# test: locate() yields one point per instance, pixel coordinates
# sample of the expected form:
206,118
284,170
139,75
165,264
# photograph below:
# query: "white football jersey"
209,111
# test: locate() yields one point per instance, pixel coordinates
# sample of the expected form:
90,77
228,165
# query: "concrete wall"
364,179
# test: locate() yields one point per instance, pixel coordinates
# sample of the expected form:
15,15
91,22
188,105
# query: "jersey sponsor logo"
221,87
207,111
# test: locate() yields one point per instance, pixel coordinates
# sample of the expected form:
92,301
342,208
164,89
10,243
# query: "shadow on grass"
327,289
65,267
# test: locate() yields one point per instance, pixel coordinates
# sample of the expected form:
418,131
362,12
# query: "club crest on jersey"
########
Instructions for the task: Repeat the entire listing above, keeping every line exactly the same.

Problem solution:
# test: locate() yields one point per instance, pixel coordinates
# sample of the expected form:
206,118
284,170
139,75
165,264
# photograph below:
# query: "white football jersey"
209,111
# test: locate() yields one point per instance, pixel coordinates
# sample of the expected form:
90,77
228,165
# query: "concrete wall"
364,179
# test: locate() yields one point per instance, pixel coordinates
# sample of the expected form:
15,15
91,22
188,105
# query: "jersey sponsor logo"
221,87
207,111
# test: locate() yields one point per instance, pixel coordinates
# sample of the expected form:
92,301
342,208
164,89
10,243
# query: "shadow on grass"
327,289
65,267
# test: locate() yields one point per instance, pixel coordinates
# sample of the expected form:
418,131
362,12
# query: "club crest on jersey"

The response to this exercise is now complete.